• PROBLEM DESCRIPTION
Below are some records. Count the lines with "target" in them and give nothing but the total.

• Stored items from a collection
+-------+
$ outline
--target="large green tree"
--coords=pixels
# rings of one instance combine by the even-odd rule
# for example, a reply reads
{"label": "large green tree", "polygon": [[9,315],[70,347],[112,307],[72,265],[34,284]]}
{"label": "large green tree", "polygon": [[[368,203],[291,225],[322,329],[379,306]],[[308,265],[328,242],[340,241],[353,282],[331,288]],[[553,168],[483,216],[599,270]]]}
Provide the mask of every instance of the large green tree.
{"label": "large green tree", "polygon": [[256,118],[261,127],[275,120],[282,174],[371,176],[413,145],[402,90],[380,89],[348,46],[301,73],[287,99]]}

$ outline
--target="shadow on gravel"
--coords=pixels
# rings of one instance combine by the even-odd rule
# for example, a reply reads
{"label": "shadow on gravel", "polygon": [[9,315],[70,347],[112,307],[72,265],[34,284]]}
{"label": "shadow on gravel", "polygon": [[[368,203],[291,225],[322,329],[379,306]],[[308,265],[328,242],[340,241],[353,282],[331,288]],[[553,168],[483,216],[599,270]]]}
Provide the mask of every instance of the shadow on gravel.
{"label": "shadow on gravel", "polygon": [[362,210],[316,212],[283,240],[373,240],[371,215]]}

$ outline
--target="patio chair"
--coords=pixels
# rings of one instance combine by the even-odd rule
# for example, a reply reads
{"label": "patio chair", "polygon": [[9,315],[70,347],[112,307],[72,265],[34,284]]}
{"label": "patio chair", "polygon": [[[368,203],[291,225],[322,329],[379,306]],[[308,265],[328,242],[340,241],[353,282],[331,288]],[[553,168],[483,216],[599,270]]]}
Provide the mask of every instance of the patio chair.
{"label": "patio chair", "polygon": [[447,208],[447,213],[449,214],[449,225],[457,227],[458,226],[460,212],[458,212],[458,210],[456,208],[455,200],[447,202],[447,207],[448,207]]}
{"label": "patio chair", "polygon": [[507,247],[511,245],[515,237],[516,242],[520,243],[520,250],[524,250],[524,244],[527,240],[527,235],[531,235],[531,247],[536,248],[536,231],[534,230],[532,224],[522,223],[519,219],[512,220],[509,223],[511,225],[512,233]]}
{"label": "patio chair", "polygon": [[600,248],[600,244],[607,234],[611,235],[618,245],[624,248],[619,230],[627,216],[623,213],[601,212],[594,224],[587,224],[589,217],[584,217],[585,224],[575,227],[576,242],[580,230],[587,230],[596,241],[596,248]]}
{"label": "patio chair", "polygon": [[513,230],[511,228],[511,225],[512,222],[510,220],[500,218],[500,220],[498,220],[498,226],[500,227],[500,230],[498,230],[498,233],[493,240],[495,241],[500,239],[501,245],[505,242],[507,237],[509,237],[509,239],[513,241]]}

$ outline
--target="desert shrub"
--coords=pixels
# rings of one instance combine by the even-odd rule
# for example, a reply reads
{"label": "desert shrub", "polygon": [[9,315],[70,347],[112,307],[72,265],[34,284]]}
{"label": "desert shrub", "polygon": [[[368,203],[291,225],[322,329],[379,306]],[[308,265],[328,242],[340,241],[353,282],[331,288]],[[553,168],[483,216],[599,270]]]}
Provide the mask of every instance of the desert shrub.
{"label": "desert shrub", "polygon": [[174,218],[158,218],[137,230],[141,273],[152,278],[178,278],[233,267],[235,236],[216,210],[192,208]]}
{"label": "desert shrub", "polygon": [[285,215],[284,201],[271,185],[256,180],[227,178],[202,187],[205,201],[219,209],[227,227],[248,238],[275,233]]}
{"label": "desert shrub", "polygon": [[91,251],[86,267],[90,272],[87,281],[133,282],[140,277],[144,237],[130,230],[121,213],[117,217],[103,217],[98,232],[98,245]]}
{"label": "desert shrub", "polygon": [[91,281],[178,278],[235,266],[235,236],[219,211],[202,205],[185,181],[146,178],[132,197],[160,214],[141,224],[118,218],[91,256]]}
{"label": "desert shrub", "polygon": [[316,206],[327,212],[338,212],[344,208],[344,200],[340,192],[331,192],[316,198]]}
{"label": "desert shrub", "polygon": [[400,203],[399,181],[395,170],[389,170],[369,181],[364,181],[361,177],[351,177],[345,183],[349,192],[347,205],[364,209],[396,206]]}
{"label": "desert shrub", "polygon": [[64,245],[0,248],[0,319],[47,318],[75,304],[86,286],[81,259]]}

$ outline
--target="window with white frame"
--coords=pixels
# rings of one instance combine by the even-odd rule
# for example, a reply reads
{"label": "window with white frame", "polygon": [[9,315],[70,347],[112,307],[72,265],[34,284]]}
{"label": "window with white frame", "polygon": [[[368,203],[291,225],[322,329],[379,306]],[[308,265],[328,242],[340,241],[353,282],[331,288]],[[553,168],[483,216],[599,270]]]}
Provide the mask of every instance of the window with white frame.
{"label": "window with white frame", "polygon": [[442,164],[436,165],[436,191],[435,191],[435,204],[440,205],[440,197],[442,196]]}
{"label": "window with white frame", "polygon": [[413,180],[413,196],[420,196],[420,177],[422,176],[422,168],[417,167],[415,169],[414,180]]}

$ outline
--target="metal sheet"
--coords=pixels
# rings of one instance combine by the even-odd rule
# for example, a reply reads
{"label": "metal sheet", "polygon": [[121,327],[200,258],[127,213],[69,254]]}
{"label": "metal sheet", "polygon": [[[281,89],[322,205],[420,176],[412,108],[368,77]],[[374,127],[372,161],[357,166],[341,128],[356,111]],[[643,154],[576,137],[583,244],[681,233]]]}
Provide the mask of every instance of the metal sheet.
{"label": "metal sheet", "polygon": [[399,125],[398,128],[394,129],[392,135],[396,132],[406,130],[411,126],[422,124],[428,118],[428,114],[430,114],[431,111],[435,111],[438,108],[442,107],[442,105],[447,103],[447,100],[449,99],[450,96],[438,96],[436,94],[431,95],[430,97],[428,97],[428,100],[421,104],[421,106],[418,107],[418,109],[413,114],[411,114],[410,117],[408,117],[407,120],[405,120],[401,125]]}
+-------+
• EXERCISE RESPONSE
6